Stratesec
- Founded: 1987
- Headquarters: Woodcliff Lake, New Jersey

= Stratesec =

Security company (1987–2002)

Stratesec (formerly known as Securacom and Burns and Roe Securacom) was a security company founded in 1987 and based out of Woodcliff Lake, New Jersey. The company went public on October 2, 1997 on the American Stock Exchange and was delisted in 2002.

==Company history==
At IPO in 1997, Securacom listed among its clients Washington Dulles International Airport, Hewlett-Packard, EDS, United Airlines, Gillette, MCI, the World Trade Center, and other facilities including hospitals, prisons, corporations, utilities, universities.

Marvin Bush, son of former US president George H. W. Bush, and brother to former US president George W. Bush, served on the board of directors from 1993 to June 2000.

===Trademark lawsuit===
After the company went public in 1997, Securacom was ordered to change its name, as the result of a 1995 name infringement suit brought by SecuraComm, a smaller Pittsburgh-based consultancy. The court found a deliberate effort by Securacom to financially "bury" the plaintiff, Ron Libengood, and "take everything he had" by filing a barrage of frivolous arguments against Libengood and his attorneys in multiple jurisdictions. Appellate courts opined that Securacom "tried to prevail by crushing Libengood and his corporation" in a "sweeping attempt to beat a financially weaker opponent through the use of vexatious litigation." The company changed its name to "Stratesec" in 1998.

===Delisting===
Stratesec was delisted from the American Stock Exchange in July 2002 due to inability to make financing payments to ES Bankest, its primary shareholder, and other financial problems.

==See also==
- Kroll Inc. - Securacom sold security-related equipment to the New York Port Authority for the security of the World Trade Center. Securacom's contract for the sale of equipment was terminated in 1998.

• • •

WORK REQUIRED
Rewrite the part of the Stratesec text that begins at the words "Security company (1987–2002)" and stops after "to June 2000.", replacing "board of directors" with "company board". The items come from a different source than the Stratesec text.

• • •

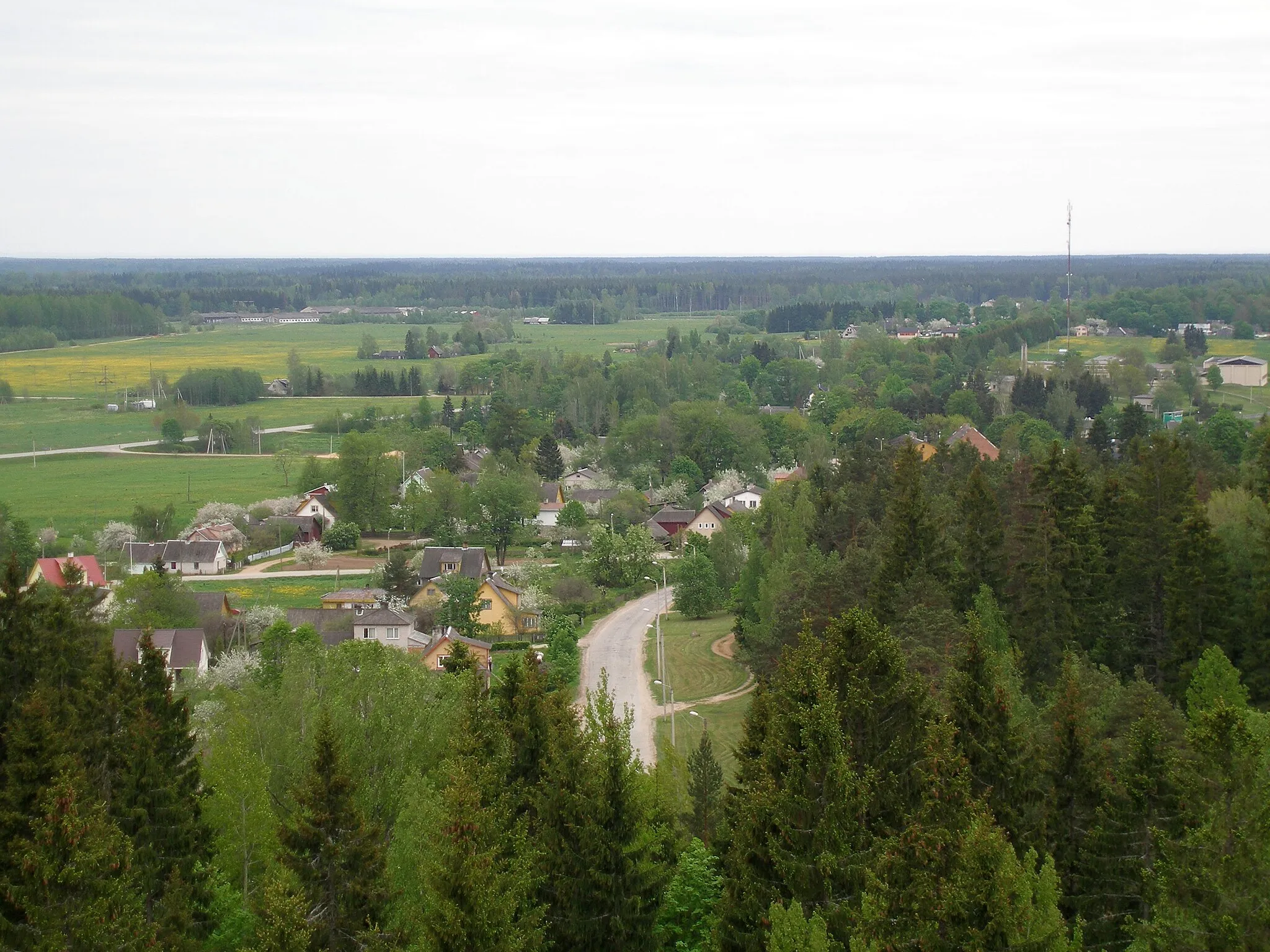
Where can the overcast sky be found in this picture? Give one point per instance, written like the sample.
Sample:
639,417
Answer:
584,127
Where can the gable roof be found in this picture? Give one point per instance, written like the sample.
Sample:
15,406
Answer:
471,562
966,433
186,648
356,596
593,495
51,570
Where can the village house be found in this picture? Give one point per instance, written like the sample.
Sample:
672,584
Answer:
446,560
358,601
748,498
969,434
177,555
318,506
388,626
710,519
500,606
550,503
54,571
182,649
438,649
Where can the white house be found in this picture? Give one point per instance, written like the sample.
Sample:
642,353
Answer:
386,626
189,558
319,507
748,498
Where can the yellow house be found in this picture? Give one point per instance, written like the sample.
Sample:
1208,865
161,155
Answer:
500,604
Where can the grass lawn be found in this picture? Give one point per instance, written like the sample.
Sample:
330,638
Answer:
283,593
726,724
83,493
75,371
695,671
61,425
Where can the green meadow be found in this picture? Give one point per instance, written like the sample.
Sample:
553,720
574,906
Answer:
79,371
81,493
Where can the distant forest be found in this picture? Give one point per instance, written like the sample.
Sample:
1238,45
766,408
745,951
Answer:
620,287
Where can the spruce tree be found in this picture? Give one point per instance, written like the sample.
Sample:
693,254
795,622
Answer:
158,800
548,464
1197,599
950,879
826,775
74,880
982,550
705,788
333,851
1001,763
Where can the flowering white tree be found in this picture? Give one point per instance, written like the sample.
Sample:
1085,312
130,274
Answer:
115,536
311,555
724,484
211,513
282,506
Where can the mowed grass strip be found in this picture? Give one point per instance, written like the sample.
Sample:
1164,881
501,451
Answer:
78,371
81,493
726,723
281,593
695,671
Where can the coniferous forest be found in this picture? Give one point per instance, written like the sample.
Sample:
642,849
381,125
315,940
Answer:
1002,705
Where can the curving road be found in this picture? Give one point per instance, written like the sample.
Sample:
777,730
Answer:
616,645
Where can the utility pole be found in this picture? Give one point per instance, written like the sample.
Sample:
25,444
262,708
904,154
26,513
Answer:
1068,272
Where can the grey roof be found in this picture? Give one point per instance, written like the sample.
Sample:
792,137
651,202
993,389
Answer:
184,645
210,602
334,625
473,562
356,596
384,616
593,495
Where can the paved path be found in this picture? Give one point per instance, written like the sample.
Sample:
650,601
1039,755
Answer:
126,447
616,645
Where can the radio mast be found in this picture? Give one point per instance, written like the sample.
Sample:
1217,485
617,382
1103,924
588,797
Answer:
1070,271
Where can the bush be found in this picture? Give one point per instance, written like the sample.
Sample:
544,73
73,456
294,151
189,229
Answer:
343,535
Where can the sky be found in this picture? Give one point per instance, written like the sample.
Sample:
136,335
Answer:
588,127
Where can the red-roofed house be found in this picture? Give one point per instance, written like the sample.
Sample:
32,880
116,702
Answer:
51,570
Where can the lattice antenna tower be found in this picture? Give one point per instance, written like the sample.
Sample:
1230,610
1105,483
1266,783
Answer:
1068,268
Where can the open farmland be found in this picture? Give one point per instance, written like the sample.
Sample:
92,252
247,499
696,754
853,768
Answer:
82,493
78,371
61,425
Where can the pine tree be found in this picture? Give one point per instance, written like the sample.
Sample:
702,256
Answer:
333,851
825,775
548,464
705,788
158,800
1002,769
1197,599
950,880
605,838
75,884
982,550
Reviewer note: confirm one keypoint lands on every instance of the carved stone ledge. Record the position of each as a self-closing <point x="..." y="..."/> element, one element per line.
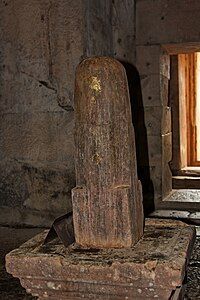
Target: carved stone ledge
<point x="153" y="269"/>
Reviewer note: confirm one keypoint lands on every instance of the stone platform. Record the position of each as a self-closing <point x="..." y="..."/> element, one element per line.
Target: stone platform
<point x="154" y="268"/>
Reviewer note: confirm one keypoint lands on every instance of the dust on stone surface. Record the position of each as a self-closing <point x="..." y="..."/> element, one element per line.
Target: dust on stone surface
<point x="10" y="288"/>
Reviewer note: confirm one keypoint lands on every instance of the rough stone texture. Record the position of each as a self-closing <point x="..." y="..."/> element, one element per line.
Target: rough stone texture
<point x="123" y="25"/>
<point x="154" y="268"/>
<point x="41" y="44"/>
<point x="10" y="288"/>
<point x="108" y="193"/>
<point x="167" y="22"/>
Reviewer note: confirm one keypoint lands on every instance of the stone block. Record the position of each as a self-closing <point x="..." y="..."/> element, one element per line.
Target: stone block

• • •

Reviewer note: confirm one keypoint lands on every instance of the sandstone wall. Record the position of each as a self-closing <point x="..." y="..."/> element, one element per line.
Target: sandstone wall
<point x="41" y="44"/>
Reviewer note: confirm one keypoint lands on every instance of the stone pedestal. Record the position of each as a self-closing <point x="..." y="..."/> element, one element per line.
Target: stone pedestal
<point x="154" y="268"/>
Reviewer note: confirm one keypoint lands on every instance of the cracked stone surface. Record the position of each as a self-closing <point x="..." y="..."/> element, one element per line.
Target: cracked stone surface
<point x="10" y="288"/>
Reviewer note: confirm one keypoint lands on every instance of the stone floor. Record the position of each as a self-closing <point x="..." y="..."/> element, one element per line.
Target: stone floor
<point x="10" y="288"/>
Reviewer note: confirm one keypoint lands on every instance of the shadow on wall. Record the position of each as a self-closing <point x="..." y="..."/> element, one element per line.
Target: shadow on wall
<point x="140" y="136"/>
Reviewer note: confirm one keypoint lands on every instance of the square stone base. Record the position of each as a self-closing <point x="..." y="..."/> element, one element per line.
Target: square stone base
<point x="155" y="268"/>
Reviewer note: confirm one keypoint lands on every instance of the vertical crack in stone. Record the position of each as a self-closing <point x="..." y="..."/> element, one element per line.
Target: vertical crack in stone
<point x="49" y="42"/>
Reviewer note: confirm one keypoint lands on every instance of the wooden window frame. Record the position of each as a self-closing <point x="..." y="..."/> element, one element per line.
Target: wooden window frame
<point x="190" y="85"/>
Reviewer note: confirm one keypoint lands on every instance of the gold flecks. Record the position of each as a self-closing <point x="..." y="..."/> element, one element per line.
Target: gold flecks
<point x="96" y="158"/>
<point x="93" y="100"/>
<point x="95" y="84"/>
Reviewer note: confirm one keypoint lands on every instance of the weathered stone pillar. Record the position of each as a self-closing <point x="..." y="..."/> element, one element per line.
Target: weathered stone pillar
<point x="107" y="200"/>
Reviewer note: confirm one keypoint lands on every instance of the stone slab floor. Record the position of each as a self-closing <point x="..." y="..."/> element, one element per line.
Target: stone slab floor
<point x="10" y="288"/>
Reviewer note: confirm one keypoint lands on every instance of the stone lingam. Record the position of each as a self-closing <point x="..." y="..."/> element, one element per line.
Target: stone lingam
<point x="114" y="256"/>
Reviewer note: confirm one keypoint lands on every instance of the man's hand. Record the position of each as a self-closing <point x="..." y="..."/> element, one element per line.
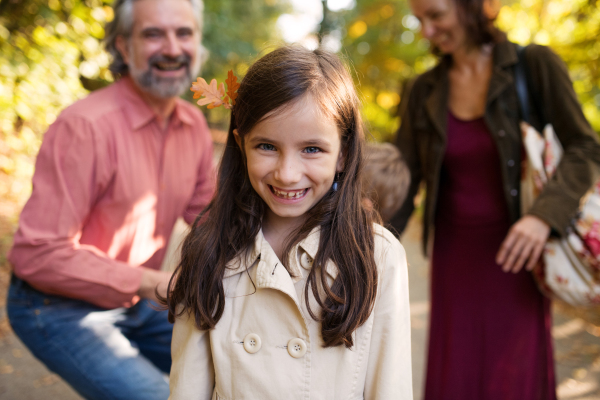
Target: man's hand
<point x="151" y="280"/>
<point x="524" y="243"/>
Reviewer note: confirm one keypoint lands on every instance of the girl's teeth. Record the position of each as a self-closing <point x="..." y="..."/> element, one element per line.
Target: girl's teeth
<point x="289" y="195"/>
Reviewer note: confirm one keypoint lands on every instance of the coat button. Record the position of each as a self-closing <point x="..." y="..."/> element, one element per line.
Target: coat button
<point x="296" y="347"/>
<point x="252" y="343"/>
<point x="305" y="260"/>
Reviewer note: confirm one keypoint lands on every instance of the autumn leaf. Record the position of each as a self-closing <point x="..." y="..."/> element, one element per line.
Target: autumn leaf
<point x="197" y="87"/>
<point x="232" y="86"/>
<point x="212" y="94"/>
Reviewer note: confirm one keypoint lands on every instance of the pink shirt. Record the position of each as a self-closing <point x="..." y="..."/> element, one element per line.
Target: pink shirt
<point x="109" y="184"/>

• • •

TASK RESPONSE
Security company (1987–2002)

Stratesec (formerly known as Securacom and Burns and Roe Securacom) was a security company founded in 1987 and based out of Woodcliff Lake, New Jersey. The company went public on October 2, 1997 on the American Stock Exchange and was delisted in 2002.

==Company history==
At IPO in 1997, Securacom listed among its clients Washington Dulles International Airport, Hewlett-Packard, EDS, United Airlines, Gillette, MCI, the World Trade Center, and other facilities including hospitals, prisons, corporations, utilities, universities.

Marvin Bush, son of former US president George H. W. Bush, and brother to former US president George W. Bush, served on the company board from 1993 to June 2000.